● LIST OF TASKS:
A - Edit the Starbak article by rewriting the passage starting at "Many important businesses" and ending at "Procter & Gamble.", with "workers" changed to "employees".
B - Resume the Starbak article after its last sentence and write what comes next.
START SELECTED PASSAGE
Starbak Shoots High with On-Demand Video System

By: Paula Bernier

YouTube (News - Alert), telepresence and mobile video have grabbed headlines for their ability to make video more interactive, interesting and accessible. But one unsung hero of the online video movement is on-demand corporate video.

“Despite a difficult economic environment, Starbak customers are finding that investing in more efficient global communications is a strategy that pays off,” says CEO Gregory Casale of on-demand video solutions provider Starbak, which in August purchased all the remaining shares held by former owner Gulfstream Group in a move to better position itself to raise growth capital.

“Video portals allow business and government leaders to communicate more effectively across organizations, while keeping the private jets on the ground,” adds Casale.

Many important businesses and organizations employ video recording and streaming tools to deliver training, messages and experiences to their workers, partners and other affiliates. One company that outfits them with the tools they need to do that is Starbak. In fact, Casale tells Internet Telephony (News - Alert) magazine that Starbak enables the largest deployments in streaming today.

Starbak solutions are used by hundreds of companies worldwide, including Fortune 500 corporations, colleges and universities, public schools, hospitals and government agencies. The 10-year-old company counts among its customers such major names as The Cleveland Clinic, Dow Chemical Co., Lockheed Martin (News - Alert) Corp., MetLife and Procter & Gamble.

But Starbak’s solutions, including the Starbak V3 – a third-generation solution designed to support greater scalability and improved ease of use, are not just for the corporate elite. Starbak delivers systems that scale from small college campuses to global corporate networks.

The company’s solutions are popular with the university crowd, which uses them to record lectures and offer them on demand. Some academic institutions are even finding new and innovative applications for the Starbak technology, notes Casale. For example, East Los Angeles College used it to make commencement ceremonies available to students’ remotely located families, some of whom serve in the military overseas.
END SELECTED PASSAGE
START MATERIAL SUPPLIED
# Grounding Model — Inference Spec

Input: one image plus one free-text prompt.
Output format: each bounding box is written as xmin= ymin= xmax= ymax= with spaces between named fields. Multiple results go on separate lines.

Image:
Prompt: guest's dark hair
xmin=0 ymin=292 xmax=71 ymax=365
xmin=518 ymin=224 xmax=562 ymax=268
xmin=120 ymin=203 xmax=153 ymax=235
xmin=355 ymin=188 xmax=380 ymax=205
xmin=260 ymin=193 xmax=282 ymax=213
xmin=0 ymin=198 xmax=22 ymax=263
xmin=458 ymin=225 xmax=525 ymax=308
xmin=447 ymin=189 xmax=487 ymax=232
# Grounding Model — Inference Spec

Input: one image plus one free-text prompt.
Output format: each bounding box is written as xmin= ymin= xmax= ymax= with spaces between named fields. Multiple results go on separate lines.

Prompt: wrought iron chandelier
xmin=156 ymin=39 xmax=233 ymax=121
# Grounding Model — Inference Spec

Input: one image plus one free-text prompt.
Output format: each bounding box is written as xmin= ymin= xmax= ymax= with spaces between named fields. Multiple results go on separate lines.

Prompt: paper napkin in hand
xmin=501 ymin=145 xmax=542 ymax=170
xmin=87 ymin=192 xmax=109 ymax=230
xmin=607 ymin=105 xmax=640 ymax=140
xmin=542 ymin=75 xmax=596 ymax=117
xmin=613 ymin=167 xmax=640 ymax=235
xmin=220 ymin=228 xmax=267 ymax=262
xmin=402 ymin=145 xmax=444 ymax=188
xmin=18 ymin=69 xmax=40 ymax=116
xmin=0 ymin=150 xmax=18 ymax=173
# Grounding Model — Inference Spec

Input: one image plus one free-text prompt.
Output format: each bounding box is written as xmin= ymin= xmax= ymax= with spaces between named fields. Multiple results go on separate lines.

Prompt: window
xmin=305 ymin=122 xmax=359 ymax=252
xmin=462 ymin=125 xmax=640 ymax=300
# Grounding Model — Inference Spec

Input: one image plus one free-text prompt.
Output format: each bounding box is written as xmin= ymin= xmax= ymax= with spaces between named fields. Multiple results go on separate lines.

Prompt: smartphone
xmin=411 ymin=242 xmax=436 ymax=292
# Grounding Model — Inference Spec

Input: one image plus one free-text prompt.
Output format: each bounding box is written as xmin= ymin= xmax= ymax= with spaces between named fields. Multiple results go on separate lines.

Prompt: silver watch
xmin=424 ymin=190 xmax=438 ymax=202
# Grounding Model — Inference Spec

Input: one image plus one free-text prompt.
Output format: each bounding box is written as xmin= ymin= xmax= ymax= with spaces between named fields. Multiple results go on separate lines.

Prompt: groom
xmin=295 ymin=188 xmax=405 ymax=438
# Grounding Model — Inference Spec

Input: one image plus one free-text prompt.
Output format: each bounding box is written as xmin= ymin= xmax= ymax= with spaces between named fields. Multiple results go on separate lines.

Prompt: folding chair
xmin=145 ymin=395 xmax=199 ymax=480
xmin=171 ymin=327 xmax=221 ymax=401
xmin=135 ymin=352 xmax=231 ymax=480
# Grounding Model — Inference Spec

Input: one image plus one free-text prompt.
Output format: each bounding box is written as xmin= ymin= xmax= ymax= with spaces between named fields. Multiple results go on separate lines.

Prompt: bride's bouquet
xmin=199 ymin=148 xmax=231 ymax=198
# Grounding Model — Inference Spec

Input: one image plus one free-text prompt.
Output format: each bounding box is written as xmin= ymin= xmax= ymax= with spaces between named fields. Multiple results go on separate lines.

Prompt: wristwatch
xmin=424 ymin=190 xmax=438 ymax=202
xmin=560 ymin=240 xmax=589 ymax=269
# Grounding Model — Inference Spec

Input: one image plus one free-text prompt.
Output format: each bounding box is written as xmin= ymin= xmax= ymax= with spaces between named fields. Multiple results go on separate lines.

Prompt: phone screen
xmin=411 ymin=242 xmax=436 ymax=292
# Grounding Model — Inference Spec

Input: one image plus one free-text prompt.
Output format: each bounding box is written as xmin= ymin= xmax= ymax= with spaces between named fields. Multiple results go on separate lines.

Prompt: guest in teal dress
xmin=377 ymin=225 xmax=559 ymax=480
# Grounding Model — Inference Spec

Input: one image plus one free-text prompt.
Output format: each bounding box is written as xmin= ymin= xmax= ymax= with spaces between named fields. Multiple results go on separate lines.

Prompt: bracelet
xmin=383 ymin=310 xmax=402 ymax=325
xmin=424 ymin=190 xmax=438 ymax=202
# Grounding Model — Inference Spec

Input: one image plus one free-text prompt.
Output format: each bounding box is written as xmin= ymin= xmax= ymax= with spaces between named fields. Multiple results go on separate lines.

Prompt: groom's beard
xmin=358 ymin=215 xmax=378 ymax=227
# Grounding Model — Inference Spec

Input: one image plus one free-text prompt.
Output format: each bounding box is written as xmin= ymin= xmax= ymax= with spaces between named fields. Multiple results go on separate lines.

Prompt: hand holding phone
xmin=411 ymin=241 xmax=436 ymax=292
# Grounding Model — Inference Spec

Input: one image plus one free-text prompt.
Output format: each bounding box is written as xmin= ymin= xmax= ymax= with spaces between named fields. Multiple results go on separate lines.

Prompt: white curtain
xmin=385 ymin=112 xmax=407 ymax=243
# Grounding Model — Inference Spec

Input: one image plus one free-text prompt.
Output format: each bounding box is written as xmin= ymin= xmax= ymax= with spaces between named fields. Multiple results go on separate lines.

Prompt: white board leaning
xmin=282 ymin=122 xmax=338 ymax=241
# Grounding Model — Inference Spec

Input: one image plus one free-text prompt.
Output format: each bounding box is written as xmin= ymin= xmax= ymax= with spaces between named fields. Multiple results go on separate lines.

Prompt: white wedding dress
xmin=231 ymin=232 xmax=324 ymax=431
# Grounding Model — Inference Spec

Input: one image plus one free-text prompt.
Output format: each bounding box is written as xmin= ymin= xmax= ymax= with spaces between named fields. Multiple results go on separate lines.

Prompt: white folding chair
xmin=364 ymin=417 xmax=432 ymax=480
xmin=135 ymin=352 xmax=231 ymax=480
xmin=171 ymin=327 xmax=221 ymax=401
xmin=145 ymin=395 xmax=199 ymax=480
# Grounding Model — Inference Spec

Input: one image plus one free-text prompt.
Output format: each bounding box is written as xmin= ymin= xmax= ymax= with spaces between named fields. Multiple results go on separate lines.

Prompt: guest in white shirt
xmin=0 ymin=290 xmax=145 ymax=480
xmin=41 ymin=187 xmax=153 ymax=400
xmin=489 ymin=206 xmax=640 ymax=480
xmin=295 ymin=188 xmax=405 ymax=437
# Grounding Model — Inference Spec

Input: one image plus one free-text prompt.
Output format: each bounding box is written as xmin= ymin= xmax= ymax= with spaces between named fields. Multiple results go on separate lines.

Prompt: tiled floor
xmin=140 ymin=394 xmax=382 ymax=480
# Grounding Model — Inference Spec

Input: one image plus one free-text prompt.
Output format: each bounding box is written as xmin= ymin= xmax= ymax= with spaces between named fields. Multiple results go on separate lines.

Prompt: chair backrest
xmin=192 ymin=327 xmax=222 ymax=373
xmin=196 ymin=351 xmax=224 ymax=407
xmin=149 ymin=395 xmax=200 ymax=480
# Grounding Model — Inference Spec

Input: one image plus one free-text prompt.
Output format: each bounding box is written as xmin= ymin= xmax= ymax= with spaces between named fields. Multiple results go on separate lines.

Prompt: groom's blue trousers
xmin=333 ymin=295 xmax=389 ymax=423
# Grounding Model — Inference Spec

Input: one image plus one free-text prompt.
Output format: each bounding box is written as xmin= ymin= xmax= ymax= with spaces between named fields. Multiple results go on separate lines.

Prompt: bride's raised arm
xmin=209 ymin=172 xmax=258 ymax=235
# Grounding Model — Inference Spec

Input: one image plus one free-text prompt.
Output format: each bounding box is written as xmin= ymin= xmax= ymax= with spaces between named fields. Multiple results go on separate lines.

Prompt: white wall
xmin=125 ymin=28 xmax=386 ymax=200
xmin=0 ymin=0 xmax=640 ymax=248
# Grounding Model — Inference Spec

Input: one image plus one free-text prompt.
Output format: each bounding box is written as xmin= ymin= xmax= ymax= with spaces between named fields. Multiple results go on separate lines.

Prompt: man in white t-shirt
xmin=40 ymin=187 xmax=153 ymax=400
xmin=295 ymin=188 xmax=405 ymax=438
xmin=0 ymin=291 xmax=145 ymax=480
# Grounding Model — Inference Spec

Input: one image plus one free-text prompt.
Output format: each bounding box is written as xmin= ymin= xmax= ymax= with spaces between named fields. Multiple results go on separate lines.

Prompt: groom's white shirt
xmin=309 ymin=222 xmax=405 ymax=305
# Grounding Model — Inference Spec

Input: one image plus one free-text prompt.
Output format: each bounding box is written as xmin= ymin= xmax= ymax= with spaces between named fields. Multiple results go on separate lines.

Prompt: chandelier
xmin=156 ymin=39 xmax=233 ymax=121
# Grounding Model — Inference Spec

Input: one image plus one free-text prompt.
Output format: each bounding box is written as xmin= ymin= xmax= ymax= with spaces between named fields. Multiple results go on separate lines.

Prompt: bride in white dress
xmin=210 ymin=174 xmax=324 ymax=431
END MATERIAL SUPPLIED
● LIST OF ANSWERS:
A -
Many important businesses and organizations employ video recording and streaming tools to deliver training, messages and experiences to their employees, partners and other affiliates. One company that outfits them with the tools they need to do that is Starbak. In fact, Casale tells Internet Telephony (News - Alert) magazine that Starbak enables the largest deployments in streaming today.

Starbak solutions are used by hundreds of companies worldwide, including Fortune 500 corporations, colleges and universities, public schools, hospitals and government agencies. The 10-year-old company counts among its customers such major names as The Cleveland Clinic, Dow Chemical Co., Lockheed Martin (News - Alert) Corp., MetLife and Procter & Gamble.

B -
Not only does Starbak sell the technology required to record and stream content, it also provides clients with a content delivery network to ensure a good user experience; a customizable portal through which employees can access the video; and digital signage to make video available to those employees who don’t work from PC-equipped desks. Casale says these tools give businesses and organizations the ability to create video; manage it over a very large, geographically dispersed population; make sure lack of bandwidth doesn’t adversely affect the viewing experience; and open the viewing experience to anyone within or outside the organization to whom the customer wants to make it available. He adds that customers are free to publish URLs so anyone can view the videos, but that only those on Starbak-enabled corporate networks are guaranteed a high-quality viewing experience.

Starbak’s systems integration partners, including Broadreach Services of Australia, BT (News - Alert) – which sells the systems in Europe and the U.S. – IBM Global Services and others, work with clients to install one or more caching and streaming node at every location to which customers want to make available on-demand video capture and viewing.

The Starbak portal is enabled through a server at the system head-end, which is typically located at the corporation’s headquarters. Incidentally, Starbak also provides the portal through the software-as-a-service model. Customers can customize their portals, adding various “channels” with whatever names they choose. Viewers then use the portal to access content. When they click on a particular item, they may see both data, such as slides, spreadsheets, etc. and the accompanying video.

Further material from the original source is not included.